◆ PROBLEM DETAILS
Reproduce each of the records below verbatim, without changing any character.

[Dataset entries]
* Start *

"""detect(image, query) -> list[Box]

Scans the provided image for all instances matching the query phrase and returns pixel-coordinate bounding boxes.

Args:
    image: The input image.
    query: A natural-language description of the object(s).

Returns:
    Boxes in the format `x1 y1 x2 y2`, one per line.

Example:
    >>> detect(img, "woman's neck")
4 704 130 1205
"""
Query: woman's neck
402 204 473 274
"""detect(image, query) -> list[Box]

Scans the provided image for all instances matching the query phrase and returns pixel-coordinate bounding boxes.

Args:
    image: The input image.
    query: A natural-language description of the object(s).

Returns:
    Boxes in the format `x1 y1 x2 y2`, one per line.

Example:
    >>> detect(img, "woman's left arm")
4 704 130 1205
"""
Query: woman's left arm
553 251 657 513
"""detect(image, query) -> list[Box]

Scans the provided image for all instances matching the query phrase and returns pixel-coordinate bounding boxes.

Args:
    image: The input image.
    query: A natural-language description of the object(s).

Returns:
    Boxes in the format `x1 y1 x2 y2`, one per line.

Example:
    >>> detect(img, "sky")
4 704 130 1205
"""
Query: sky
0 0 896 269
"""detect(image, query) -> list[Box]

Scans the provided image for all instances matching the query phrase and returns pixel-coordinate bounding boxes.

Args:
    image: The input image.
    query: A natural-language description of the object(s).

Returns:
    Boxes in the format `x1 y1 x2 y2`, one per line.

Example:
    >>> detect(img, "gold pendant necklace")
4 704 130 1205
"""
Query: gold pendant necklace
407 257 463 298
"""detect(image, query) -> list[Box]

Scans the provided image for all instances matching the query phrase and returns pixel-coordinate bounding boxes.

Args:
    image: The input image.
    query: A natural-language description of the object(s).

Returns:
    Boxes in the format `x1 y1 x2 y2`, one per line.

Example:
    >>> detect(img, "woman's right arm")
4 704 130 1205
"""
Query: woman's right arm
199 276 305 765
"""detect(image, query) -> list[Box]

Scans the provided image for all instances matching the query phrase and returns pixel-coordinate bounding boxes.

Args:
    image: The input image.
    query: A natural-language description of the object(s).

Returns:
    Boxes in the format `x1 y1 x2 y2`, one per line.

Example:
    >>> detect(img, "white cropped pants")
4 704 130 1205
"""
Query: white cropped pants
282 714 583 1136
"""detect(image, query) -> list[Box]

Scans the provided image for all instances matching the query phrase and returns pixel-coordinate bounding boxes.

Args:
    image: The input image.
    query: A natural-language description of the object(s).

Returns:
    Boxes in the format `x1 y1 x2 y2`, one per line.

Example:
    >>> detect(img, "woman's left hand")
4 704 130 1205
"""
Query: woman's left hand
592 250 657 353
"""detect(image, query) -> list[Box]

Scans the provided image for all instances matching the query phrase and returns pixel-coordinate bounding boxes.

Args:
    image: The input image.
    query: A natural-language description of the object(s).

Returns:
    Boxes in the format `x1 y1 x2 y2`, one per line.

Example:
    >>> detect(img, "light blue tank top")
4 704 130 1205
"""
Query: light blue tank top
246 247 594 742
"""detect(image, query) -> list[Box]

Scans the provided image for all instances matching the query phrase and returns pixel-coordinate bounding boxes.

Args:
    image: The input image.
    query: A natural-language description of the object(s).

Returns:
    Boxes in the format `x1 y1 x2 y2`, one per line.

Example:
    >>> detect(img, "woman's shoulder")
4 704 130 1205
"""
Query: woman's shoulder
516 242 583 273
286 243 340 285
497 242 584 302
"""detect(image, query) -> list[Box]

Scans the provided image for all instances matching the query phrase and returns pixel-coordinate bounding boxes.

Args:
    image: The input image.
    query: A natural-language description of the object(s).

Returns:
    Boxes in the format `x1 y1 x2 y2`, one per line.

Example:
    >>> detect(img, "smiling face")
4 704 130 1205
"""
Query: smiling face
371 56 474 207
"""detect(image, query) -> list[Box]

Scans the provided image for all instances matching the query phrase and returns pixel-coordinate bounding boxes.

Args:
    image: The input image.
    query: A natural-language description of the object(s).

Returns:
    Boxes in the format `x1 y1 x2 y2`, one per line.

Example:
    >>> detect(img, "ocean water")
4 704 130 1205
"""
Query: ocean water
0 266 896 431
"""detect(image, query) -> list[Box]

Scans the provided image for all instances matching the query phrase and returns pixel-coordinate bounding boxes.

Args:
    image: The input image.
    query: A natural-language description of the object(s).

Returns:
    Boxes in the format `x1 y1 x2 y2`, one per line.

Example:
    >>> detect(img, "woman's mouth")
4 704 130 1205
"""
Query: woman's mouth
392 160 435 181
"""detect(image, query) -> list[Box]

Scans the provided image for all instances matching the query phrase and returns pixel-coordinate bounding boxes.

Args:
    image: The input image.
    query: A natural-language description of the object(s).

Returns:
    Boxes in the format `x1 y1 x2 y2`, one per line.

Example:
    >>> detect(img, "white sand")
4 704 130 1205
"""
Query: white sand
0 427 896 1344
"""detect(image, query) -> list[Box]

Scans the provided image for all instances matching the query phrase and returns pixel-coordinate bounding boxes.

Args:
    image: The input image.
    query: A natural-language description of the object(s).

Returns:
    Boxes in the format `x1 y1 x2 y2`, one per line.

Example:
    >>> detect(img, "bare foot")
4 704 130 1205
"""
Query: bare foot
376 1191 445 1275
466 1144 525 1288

* End *

◆ EXERCISE RESPONSE
"""detect(image, query) -> list[Box]

Scans the provided image for all instances matching the query phrase and returns pixel-coordinate bounding boxes.

Args:
    image: The input image.
    query: A natural-language description of the object(s).

Returns:
    Boxes in the format `x1 y1 x2 y2`, one per line.

Example:
    >>> detect(img, "woman's neck")
4 704 130 1205
"""
Query: woman's neck
402 204 473 274
"""detect(image, query) -> list[Box]

Scans the provided image for all instances matching the query phrase and returns pixel-coordinate bounding boxes.

Args:
    image: The input image.
    query: A natural-language description of the object(s).

Returns:
    Boxes in the format `x1 y1 x2 y2`, one per line.

Example:
    >>> detect(img, "woman's left arm")
4 704 130 1205
"""
Query: woman's left arm
553 251 657 513
"""detect(image, query) -> list[Box]

Scans the provided image for all instances matching the query phrase and returns pixel-coordinate bounding boxes.

Args:
    image: The input image.
    query: A natural-language description of the object(s).

Returns:
    Boxes in the format `x1 y1 x2 y2`, one per line.

Example:
    >>> detect(img, "sky")
4 704 130 1205
"""
Query: sky
0 0 896 269
"""detect(image, query) -> list[Box]

Scans the provided image for all instances matching the query phrase and returns pixel-coordinate bounding boxes.

Args:
    image: The input image.
    query: A natural-language description of the object(s).

Returns:
    Boxes in the format `x1 y1 x2 y2`, one per line.

Example:
    >>> detect(img, "gold pendant necklace")
4 704 130 1205
"""
Query: gold pendant necklace
407 257 463 298
"""detect(image, query) -> list[Box]

Scans the provided image for all instances matching the query phrase and returns pixel-coordinate bounding boxes.

Args:
    image: The input image.
    query: A natural-language description of the object(s).

Returns:
    Boxes in the format `x1 y1 x2 y2`, one per line.

Example:
    >>> detect(img, "woman's right arm")
4 704 130 1205
"""
Query: woman's right arm
199 276 305 765
"""detect(image, query) -> list[Box]

Scans the provided image for all instances matching the query phrase and returns pixel-coordinate bounding boxes.

Args:
    image: The input image.
    query: A natural-language description of the object(s).

Returns:
    Boxes in the format `x1 y1 x2 y2`, one per line.

Example:
    >>> detect(img, "white cropped pants")
4 704 130 1205
"""
Query: white cropped pants
282 714 583 1136
"""detect(image, query) -> list[Box]

Scans the provided image for all instances matching the query phrase and returns pixel-coordinate bounding boxes.

Args:
    image: The input image.
    query: A natural-language description of the object(s).

Returns:
    Boxes in the format `x1 y1 x2 y2`, one per line.

Example:
    >>> detect(img, "woman's left hand")
4 704 130 1205
"""
Query: woman's left hand
592 250 657 353
"""detect(image, query) -> list[Box]

Scans the provided image for all instances matching the query phrase and returns pixel-coordinate bounding boxes.

Args:
    image: The input image.
    query: A natural-language description of the object(s).

Returns:
    Boxes in the format `x1 y1 x2 y2`, one per line.

Example:
    >>> detect(img, "light blue tank top")
4 704 130 1205
"""
Query: light blue tank top
246 247 594 742
"""detect(image, query) -> list[Box]

Scans the provided image for all instances matching the query phrase and returns pixel-coordinate bounding boxes.

Args:
    image: The input image.
    query: A natural-language description of the object(s).

Returns:
    Boxes in the format `x1 y1 x2 y2`, one per line.

Example:
    >>> detect(img, "woman's shoulder")
4 704 130 1205
"""
Query: woman's shoulder
516 242 583 273
286 243 340 285
497 242 584 302
"""detect(image, query) -> list[Box]

Scans the provided image for all instances matching the query phrase and returns pixel-coordinate bounding boxes.

Args:
    image: The input image.
    query: A natural-language description of the object(s).

Returns:
    Boxes in the format `x1 y1 x2 y2`, one per line.

Example:
    >>> detect(img, "smiling face")
4 704 130 1205
"""
Query: smiling face
371 56 474 207
"""detect(image, query) -> list[Box]

Scans the provided image for all instances matching the query phrase and returns pixel-coordinate bounding boxes.

Args:
    image: The input image.
    query: A natural-language description of the object(s).

Returns:
    Boxes in the format `x1 y1 x2 y2`, one per line.

Example:
    >>> detect(img, "ocean water")
4 704 130 1205
"""
Query: ocean water
0 266 896 431
"""detect(image, query) -> list[Box]

Scans the provided image for all instances matching the query phrase and returns pixel-coordinate bounding boxes.

Args:
    image: The input image.
    query: A natural-language description of the object(s).

Returns:
    Boxes in the format `x1 y1 x2 y2`, one per line.

Example:
    >>> detect(img, "woman's mouth")
4 704 130 1205
"""
Query: woman's mouth
392 160 435 181
"""detect(image, query) -> list[Box]

Scans the provided image for all instances matching the query phrase and returns pixel-coordinate bounding boxes.

Args:
    image: The input image.
    query: A natural-language description of the object(s).

Returns:
    Boxes in the format `x1 y1 x2 y2`, one per line.

Example:
    >>> detect(img, "white sand")
4 704 130 1205
"""
Query: white sand
0 427 896 1344
"""detect(image, query) -> list[Box]

Scans the provided image for all instances matching the query phrase and returns pixel-coordinate bounding boxes.

Args:
    image: The input image.
    query: A natural-language description of the object(s).

Returns:
    Boxes in the format `x1 y1 x2 y2`, one per line.

Example:
    >>> detect(img, "bare foot")
4 704 130 1205
"""
Query: bare foot
376 1191 445 1275
466 1144 525 1288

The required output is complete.